The tasks →
1. Answer these questions using the Spark accumulators page, and label each answer with its letter.
(a) Accumulators are described as Spark's equivalent of which Hadoop feature?
(b) In the function `parse_grades`, what value must a grade fall under for the accumulator to be incremented?
(c) Which three fields does each line of the sample data file represent?
2. List every distinct student ID in the sample grades file written on the Spark accumulators page.

Accumulators are Spark's equivalent of Hadoop counters. Like broadcast variables they represent shared information across the nodes in your cluster, but unlike broadcast variables accumulators are _write-only_ ... in other words you can only access their values in the driver program and not on your executors (where transformations are applied). As convenient as this sounds, there are a few common pitfalls to avoid. Let's take a look.

Run the following cell to create a sample data file representing a list of `studentID, courseID, final_grade`...

## Exercise 1

In [None]:
dbutils.fs.put(demo5_path+"grades.csv", 
"""10001,101,98
10001,102,87
10002,101,75
10002,102,55
10002,103,80
10003,102,45
10003,103,75
10004,101,90
10005,101,85
10005,103,60""", True)

Suppose we want to compute the average grade by course and student while also tracking the number of failing grades awarded. We might try something like this:

In [None]:
# function to increment the accumulator as we read in the data
def parse_grades(line, accumulator):
    """Helper function to parse input & track failing grades."""
    student,course,grade = line.split(',')
    grade = int(grade)
    if grade < 65:
        accumulator.add(1)
    return(student,course, grade)

In [None]:
# initialize an accumulator to track failing grades
nFailing = sc.accumulator(0)

In [None]:
# compute averages in spark
nFailing = sc.accumulator(0)
gradesRDD = sc.textFile(demo5_path+'grades.csv')\
              .map(lambda x: parse_grades(x, nFailing))

gradesRDD.cache()

studentAvgs = gradesRDD.map(lambda x: (x[0], (x[2], 1)))\
                       .reduceByKey(lambda a, b: (a[0] + b[0], a[1] + b[1]))\
                       .mapValues(lambda x: x[0]/x[1])



courseAvgs = gradesRDD.map(lambda x: (x[1], (x[2], 1)))\
                      .reduceByKey(lambda a, b: (a[0] + b[0], a[1] + b[1]))\
                      .mapValues(lambda x: x[0]/x[1])

In [None]:
# take a look
print("===== average by student =====")
print(studentAvgs.collect())
print("===== average by course =====")
print(courseAvgs.collect())
print("===== number of failing grades awarded =====")
print(nFailing)

In [None]:
print("===== average by student =====")
print(studentAvgs.collect())

In [None]:
print("===== number of failing grades awarded =====")
print(nFailing)

In [None]:
# <--- SOLUTION --->
# compute averages in spark
# initialize an accumulator to track failing grades
nFailing = sc.accumulator(0)

def parse_grades(line):
    """Helper function to parse input & track failing grades."""
    student,course,grade = line.split(',')
    grade = int(grade)

Extracted material →
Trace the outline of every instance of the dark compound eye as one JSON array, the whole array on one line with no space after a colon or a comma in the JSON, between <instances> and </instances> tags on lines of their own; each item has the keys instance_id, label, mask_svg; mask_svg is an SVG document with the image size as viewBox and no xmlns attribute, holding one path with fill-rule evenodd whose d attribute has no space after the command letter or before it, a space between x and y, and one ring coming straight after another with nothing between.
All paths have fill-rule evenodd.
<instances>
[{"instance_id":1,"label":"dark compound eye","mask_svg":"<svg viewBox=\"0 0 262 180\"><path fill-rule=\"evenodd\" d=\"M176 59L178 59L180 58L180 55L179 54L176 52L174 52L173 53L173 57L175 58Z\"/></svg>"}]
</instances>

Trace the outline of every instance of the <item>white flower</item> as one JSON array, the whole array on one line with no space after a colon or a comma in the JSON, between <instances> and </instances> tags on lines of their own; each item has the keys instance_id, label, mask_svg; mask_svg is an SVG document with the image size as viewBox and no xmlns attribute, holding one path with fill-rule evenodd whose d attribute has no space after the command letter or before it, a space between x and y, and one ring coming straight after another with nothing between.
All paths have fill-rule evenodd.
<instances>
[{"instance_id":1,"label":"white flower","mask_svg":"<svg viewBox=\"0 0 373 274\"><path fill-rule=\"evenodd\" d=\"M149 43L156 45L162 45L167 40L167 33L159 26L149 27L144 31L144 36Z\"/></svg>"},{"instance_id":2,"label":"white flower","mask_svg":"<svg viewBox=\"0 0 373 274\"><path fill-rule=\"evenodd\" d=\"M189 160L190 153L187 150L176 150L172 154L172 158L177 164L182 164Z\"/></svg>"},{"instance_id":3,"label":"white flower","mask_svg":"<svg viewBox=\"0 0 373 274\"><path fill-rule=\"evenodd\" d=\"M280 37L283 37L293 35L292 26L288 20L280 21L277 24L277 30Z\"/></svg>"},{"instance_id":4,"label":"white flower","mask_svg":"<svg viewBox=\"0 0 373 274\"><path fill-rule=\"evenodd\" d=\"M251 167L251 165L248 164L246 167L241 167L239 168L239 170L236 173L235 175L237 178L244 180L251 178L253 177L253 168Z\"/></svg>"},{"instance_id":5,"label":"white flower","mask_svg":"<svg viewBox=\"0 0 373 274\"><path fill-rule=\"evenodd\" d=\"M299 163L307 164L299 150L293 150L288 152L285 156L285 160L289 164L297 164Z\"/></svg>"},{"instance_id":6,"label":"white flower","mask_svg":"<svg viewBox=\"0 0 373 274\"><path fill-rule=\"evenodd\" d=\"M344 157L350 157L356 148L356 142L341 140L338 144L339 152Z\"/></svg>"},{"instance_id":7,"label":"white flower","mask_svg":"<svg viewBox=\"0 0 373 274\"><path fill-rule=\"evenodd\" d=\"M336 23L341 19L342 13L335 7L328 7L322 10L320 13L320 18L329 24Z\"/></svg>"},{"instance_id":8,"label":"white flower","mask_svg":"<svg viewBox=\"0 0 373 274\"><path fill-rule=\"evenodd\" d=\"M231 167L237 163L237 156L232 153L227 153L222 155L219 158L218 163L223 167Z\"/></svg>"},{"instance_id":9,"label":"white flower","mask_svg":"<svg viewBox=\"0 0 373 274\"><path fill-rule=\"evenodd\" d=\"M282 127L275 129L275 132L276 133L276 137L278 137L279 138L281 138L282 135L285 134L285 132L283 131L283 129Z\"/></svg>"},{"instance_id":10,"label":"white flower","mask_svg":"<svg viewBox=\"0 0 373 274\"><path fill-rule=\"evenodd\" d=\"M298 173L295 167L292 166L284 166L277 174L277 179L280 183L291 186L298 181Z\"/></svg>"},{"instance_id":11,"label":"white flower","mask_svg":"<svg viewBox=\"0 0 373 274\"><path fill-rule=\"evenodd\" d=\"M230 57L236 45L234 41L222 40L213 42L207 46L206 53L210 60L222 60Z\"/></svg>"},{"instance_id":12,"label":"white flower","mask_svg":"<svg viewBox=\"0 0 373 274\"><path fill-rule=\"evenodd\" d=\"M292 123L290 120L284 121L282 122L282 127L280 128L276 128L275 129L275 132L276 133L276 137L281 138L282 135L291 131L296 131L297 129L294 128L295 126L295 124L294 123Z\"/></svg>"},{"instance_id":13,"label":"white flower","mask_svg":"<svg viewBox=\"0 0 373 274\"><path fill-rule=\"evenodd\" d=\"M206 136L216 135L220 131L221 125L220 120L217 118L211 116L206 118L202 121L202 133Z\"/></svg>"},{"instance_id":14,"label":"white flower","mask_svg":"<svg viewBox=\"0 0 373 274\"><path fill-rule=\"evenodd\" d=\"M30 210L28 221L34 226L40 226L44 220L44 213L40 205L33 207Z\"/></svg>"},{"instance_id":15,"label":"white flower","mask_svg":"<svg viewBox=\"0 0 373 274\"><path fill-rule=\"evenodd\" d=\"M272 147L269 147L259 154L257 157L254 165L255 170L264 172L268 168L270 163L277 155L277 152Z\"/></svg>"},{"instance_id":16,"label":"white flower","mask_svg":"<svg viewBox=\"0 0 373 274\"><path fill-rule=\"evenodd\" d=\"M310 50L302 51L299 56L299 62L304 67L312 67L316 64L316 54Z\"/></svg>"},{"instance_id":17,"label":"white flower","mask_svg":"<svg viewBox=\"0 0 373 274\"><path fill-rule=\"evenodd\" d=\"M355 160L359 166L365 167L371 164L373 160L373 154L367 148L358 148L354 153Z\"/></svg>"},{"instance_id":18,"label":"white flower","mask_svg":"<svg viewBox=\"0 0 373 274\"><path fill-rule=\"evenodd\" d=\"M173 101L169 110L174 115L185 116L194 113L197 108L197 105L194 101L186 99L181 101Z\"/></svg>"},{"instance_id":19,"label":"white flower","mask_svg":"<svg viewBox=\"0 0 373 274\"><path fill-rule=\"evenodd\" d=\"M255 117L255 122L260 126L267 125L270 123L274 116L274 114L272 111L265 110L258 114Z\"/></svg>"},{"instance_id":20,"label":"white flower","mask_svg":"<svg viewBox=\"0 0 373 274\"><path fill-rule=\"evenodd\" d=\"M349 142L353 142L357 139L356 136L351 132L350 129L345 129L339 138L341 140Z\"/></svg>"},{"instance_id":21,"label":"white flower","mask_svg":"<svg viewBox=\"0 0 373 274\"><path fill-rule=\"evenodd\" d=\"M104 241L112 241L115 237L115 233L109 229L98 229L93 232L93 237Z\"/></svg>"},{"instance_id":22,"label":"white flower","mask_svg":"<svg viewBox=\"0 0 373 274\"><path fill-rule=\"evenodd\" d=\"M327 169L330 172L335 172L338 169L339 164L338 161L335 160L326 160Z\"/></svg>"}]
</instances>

Results in order →
1.
(a) Hadoop counters
(b) 65
(c) studentID, courseID, final_grade

2. 10001, 10002, 10003, 10004, 10005